What is required. Copy every item below word for word, without any changes.

Record extracts.

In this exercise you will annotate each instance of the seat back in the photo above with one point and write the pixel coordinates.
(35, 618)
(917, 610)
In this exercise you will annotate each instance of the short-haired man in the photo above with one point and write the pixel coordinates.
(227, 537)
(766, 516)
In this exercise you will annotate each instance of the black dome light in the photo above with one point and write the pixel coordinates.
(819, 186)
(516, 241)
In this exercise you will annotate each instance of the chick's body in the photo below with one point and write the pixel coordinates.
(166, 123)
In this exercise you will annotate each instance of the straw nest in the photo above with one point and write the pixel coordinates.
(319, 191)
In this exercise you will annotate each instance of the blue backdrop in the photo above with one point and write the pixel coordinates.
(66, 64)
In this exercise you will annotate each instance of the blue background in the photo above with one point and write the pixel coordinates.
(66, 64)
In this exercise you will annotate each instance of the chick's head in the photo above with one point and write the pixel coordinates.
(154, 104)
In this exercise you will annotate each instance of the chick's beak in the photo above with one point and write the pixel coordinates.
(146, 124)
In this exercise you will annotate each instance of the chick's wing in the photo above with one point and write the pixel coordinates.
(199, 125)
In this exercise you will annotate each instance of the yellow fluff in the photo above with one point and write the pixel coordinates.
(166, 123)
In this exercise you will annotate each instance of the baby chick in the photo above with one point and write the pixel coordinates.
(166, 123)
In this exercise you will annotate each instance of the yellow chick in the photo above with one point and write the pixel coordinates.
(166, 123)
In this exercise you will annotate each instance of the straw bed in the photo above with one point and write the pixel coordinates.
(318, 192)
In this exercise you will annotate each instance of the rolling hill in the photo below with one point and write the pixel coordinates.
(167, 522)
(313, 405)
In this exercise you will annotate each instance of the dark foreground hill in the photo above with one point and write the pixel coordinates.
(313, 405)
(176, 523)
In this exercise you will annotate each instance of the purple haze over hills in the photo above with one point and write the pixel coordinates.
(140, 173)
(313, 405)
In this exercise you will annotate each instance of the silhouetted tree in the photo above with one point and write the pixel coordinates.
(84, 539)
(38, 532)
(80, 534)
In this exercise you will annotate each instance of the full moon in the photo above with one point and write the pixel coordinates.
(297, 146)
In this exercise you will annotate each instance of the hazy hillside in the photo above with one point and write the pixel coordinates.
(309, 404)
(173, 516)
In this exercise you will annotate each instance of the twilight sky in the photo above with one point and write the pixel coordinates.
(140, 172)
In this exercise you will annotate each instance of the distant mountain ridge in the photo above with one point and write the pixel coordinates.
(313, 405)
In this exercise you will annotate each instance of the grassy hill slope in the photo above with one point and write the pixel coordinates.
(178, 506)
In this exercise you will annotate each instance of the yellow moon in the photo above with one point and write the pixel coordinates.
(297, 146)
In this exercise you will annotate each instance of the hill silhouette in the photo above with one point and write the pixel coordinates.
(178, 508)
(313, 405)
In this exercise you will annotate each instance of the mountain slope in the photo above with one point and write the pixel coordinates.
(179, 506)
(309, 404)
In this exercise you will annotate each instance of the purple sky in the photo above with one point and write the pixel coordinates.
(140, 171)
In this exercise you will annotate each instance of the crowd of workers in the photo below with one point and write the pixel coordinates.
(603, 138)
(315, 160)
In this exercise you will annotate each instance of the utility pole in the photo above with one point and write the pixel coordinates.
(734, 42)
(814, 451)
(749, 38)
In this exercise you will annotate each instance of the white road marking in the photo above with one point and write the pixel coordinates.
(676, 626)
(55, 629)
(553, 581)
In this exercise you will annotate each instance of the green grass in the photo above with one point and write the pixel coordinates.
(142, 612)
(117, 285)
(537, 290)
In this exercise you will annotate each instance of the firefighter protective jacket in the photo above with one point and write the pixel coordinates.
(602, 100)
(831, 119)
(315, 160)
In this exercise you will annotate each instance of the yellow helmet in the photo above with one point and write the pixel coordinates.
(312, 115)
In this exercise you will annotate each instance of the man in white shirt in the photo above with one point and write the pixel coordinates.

Answer to the exercise.
In this exercise you will annotate each instance of the seat back in the photo above with one point and write the pixel coordinates.
(35, 618)
(917, 610)
In this exercise you will annotate each instance of the short-haired man in the photo above with one point and write the pixel coordinates.
(227, 537)
(766, 516)
In this exercise you will annotate each instance of the black dome light in the photo above with one point and write the pixel coordinates.
(819, 186)
(516, 241)
In this exercise you will annotate each instance of the chick's body in the photo below with one point and write the pixel coordinates.
(166, 123)
In this exercise you will annotate each instance of the straw nest in the photo above with one point and write the pixel coordinates.
(319, 191)
In this exercise you will annotate each instance of the blue backdrop in the photo above with one point and write the pixel coordinates.
(66, 64)
In this exercise you will annotate each instance of the blue background in the photo above with one point and write the pixel coordinates.
(66, 64)
In this exercise you will annotate each instance of the chick's head in the photo above with one point and write the pixel coordinates.
(154, 104)
In this exercise you will annotate each instance of the chick's beak in the photo above with one point and write the pixel coordinates.
(146, 124)
In this exercise you will annotate each instance of the chick's wing in the photo above with one point and write the pixel coordinates.
(199, 125)
In this exercise you will annotate each instance of the yellow fluff in the photo above with one point and write the pixel coordinates.
(166, 123)
In this exercise you will annotate each instance of the baby chick in the photo above with one point and write the pixel coordinates.
(166, 123)
In this exercise you will annotate each instance of the yellow chick in the photo above with one point and write the pixel coordinates.
(166, 123)
In this exercise you will annotate each instance of the straw bed in the photo above with one point and write the pixel coordinates.
(318, 192)
In this exercise you will annotate each instance of the rolling hill in the photo below with one point and write the pixel coordinates.
(167, 522)
(313, 405)
In this exercise you will annotate each instance of the dark foreground hill in the photo above with one point and write the pixel coordinates.
(313, 405)
(176, 523)
In this exercise you will annotate each instance of the purple haze over hills in the photo above with one point and write the pixel coordinates.
(140, 173)
(313, 405)
In this exercise you will annotate each instance of the silhouetted tree in the photo above with one point and write the pixel coordinates.
(84, 539)
(38, 532)
(80, 534)
In this exercise you will annotate each instance of the full moon in the photo above with one point and write the pixel coordinates.
(297, 146)
In this exercise you will annotate each instance of the hazy hillside in the photo above with one point and write the pixel coordinates.
(309, 404)
(173, 516)
In this exercise you will annotate each instance of the twilight sky in the photo above with one point and write the pixel coordinates.
(140, 172)
In this exercise you will annotate each instance of the distant mountain ridge in the photo above with one point and write the pixel coordinates.
(313, 405)
In this exercise you will annotate each instance of the grassy hill slope in the photo above with one point and write the pixel coordinates.
(178, 506)
In this exercise you will annotate each instance of the yellow moon in the photo above with one point and write the pixel coordinates.
(297, 146)
In this exercise you will annotate each instance of the hill silhouette in the photo above with one point and write the pixel coordinates.
(178, 508)
(313, 405)
In this exercise you will annotate each instance of the mountain slope in the photo above with one point and write the pixel coordinates.
(179, 506)
(309, 404)
In this exercise you will annotate each instance of the purple sky in the photo above with one point and write the pixel coordinates.
(140, 171)
In this exercise you will annotate each instance of the crowd of workers in the photo below with one point and write the pixel coordinates.
(603, 138)
(315, 160)
In this exercise you will annotate each instance of the utility pole in the photo above with one point and write the pixel coordinates.
(734, 42)
(814, 451)
(749, 38)
In this exercise you will annotate each instance of the white road marking in the photo above with one point and write the pixel coordinates.
(676, 626)
(55, 629)
(553, 581)
In this exercise you will annotate each instance of the green grass in the photo above with one point and write the pixel coordinates.
(142, 612)
(117, 285)
(537, 290)
In this exercise you will annotate each instance of the firefighter protective jacket in the photo above with one point and write the pixel coordinates.
(602, 100)
(831, 119)
(315, 160)
In this exercise you will annotate each instance of the yellow helmet in the photo above with one point and write the pixel coordinates.
(312, 115)
In this exercise you will annotate each instance of the man in white shirt in the photo above with one point and write the pixel coordinates.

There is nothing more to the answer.